Data to process:
** Start **

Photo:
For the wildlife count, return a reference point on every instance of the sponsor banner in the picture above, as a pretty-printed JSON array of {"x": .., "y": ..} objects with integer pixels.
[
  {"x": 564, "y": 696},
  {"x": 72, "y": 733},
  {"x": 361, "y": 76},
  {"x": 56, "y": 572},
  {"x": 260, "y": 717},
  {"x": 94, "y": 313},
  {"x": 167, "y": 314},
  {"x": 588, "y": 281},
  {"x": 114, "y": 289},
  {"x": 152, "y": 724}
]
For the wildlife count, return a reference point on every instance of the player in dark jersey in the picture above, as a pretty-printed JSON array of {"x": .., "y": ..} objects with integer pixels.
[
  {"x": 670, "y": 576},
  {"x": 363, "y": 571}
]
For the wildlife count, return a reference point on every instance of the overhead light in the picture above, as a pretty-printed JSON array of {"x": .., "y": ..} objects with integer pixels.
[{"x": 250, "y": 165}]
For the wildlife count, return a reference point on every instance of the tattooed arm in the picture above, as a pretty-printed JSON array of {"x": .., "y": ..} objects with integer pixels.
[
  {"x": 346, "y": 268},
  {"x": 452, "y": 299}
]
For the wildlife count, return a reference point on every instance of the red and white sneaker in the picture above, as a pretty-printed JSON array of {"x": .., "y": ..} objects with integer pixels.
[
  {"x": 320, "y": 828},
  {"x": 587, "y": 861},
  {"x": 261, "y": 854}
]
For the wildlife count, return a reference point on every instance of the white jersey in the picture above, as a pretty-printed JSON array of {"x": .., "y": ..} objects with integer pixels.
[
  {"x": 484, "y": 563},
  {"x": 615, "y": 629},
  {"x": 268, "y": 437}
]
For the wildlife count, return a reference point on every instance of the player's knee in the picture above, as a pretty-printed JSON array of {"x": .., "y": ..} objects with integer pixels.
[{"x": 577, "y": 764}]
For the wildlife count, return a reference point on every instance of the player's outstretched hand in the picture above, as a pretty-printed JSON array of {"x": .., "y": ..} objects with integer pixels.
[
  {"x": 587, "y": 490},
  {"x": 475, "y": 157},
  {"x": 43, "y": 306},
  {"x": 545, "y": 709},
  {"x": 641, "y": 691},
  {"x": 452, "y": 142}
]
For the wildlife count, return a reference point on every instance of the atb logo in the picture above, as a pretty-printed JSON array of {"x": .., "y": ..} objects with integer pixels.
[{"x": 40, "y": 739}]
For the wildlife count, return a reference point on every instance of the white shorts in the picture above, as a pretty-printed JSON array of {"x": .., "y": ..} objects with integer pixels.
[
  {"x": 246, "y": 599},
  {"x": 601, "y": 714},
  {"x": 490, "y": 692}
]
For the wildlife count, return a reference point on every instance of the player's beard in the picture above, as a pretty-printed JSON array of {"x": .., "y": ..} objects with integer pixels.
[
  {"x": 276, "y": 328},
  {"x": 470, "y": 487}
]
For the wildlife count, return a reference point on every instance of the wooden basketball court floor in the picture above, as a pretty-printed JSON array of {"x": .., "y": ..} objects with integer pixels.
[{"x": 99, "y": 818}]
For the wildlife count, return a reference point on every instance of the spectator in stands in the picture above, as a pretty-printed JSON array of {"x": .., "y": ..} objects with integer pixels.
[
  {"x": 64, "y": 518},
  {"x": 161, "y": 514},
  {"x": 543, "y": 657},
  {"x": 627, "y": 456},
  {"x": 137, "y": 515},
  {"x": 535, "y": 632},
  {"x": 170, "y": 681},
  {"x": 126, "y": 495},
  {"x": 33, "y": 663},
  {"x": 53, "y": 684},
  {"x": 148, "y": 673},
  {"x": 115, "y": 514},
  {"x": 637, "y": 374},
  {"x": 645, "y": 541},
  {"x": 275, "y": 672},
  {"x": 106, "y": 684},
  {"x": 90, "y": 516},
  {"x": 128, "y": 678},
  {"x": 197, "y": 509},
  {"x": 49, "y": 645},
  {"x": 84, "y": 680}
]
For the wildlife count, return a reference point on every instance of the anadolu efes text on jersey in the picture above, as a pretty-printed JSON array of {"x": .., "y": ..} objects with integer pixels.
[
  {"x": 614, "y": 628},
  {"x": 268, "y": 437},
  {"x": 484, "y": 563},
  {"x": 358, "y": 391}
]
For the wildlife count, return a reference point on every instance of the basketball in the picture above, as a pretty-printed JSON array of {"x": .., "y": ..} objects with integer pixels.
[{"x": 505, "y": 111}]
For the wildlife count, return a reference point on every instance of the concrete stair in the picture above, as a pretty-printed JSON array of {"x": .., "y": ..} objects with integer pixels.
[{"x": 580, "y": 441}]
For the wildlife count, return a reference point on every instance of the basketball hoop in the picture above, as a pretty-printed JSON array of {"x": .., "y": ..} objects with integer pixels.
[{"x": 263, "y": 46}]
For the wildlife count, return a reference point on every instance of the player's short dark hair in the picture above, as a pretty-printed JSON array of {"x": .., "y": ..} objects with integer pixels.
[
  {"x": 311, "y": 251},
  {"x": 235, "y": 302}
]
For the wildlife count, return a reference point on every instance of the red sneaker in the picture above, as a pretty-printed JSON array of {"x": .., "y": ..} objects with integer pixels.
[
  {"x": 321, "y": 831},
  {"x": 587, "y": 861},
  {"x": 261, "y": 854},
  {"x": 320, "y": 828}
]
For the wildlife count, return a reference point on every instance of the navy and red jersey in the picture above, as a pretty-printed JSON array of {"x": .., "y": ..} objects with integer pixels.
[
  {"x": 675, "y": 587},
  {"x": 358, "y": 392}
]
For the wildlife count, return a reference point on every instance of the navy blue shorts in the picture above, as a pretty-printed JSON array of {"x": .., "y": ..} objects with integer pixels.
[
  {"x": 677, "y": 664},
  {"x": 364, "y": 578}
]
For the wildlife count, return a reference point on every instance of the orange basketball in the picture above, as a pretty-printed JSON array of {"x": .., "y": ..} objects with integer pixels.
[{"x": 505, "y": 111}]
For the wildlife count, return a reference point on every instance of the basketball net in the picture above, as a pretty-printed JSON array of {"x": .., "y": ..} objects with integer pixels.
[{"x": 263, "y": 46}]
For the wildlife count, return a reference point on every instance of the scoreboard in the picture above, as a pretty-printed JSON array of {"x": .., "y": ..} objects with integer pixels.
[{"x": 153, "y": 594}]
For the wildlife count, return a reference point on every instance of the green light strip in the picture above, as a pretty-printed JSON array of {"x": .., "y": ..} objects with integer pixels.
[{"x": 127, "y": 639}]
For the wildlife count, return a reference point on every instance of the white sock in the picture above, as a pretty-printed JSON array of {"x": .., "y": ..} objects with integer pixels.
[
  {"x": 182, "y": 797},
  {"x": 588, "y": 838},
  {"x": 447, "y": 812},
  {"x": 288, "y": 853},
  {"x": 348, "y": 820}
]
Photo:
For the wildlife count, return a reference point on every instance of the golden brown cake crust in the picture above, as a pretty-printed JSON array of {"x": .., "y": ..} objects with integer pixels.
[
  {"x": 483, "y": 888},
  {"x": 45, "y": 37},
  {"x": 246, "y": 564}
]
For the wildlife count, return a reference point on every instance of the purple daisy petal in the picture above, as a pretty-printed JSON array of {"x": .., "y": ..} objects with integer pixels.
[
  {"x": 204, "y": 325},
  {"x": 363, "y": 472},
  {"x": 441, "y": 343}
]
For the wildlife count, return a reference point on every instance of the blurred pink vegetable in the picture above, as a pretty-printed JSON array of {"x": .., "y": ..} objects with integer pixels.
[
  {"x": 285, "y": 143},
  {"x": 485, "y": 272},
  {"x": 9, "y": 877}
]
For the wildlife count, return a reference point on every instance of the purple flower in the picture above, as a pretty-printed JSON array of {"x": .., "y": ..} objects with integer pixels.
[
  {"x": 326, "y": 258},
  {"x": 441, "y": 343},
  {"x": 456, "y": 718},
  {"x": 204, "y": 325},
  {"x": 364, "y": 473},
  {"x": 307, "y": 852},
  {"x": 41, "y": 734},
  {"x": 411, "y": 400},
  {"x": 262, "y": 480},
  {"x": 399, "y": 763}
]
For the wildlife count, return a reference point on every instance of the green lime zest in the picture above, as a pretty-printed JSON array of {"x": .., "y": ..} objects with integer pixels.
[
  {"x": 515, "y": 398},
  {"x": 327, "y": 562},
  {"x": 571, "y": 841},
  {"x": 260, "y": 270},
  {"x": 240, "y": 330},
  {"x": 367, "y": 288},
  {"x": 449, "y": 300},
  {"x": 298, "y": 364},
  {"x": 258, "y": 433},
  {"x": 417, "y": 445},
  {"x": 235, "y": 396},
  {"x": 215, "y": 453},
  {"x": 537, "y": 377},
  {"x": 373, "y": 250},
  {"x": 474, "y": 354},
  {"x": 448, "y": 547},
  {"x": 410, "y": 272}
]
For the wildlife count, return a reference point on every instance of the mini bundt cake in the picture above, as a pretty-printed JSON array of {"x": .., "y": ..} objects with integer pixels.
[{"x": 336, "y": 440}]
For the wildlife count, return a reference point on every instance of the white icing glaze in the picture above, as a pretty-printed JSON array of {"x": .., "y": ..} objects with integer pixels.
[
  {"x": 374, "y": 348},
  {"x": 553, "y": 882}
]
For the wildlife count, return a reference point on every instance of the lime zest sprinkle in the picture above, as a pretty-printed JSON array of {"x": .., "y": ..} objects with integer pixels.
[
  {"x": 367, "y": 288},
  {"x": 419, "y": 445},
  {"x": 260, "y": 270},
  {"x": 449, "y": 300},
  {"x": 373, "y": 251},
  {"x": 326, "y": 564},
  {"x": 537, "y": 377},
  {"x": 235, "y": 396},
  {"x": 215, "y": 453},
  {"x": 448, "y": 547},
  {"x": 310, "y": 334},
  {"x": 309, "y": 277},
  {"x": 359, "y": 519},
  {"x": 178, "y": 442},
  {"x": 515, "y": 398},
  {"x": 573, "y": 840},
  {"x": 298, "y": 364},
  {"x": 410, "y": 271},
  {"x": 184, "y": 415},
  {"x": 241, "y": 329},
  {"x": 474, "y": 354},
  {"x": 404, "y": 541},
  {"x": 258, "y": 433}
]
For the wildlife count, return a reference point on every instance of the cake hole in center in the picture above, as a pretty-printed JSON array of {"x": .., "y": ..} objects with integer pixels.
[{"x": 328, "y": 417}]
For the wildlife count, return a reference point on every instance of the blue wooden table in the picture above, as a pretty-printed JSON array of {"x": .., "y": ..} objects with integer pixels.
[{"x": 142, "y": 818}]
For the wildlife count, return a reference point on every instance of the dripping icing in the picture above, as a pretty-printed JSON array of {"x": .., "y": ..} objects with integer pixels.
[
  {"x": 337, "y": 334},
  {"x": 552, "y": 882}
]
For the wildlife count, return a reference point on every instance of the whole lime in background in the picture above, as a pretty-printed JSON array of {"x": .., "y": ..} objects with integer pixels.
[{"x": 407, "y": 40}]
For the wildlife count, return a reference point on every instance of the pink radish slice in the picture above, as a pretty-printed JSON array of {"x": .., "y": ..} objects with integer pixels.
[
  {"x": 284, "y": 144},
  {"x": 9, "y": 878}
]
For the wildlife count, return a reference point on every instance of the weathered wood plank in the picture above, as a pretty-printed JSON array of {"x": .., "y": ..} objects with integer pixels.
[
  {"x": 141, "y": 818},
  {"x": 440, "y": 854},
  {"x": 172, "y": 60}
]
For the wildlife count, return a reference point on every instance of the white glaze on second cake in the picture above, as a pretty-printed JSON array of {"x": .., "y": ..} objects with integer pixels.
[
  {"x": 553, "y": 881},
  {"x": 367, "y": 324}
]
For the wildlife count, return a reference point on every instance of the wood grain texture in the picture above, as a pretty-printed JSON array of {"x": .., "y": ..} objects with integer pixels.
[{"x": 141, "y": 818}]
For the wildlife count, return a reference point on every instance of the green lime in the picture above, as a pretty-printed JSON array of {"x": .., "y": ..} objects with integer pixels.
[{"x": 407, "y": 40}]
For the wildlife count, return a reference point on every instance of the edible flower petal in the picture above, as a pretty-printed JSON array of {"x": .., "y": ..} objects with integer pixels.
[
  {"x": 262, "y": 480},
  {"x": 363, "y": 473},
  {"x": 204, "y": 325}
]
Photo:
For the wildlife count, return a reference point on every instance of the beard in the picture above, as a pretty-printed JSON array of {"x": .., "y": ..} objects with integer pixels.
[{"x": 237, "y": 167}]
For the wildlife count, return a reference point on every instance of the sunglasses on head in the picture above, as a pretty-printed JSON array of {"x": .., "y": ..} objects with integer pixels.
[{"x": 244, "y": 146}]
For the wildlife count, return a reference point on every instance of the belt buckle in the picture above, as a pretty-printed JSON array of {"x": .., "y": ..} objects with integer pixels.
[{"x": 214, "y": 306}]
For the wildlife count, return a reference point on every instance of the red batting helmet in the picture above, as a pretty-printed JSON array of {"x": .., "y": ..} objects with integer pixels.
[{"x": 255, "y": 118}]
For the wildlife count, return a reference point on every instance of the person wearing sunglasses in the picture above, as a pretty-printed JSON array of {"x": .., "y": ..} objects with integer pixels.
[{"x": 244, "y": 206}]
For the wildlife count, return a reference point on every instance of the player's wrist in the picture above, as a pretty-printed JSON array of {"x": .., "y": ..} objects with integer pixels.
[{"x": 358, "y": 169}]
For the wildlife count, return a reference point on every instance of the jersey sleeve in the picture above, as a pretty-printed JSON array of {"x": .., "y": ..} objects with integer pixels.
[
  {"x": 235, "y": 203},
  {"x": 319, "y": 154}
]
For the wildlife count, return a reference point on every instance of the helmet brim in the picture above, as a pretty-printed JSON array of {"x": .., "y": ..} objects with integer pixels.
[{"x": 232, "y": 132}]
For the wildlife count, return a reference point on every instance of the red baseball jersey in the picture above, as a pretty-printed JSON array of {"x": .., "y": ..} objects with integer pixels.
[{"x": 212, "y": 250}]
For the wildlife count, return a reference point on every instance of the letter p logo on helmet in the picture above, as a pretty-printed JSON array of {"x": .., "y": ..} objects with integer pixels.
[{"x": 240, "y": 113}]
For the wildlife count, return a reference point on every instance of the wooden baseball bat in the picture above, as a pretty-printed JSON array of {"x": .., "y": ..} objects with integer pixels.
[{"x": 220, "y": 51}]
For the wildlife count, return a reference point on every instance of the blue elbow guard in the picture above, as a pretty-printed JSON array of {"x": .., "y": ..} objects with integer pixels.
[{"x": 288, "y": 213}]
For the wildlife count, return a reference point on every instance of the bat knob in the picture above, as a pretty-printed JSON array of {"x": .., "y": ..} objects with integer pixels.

** End **

Written request:
Reproduce the lines from the one containing "of the letter" through the end of the lines, inclusive, swapping "wildlife count" for "equipment audit" and leaving everything else unchanged.

Problem solution:
For the equipment audit, return a reference point on every instance of the letter p logo on helmet in the picture above, as a pretty-printed JSON array of {"x": .., "y": ..} objects with integer pixels.
[{"x": 240, "y": 113}]
For the equipment audit, return a reference point on every instance of the wooden baseball bat in the picture above, as a pretty-printed JSON array of {"x": .., "y": ..} objects with integer pixels.
[{"x": 220, "y": 51}]
For the equipment audit, return a reference point on every instance of the blue elbow guard in the picture above, as a pretty-printed JSON array of {"x": .., "y": ..} objects with integer pixels.
[{"x": 288, "y": 213}]
For the equipment audit, return a reference point on every instance of the bat knob in the picture above, as a pretty-printed JSON array of {"x": .., "y": ..} objects with integer pixels.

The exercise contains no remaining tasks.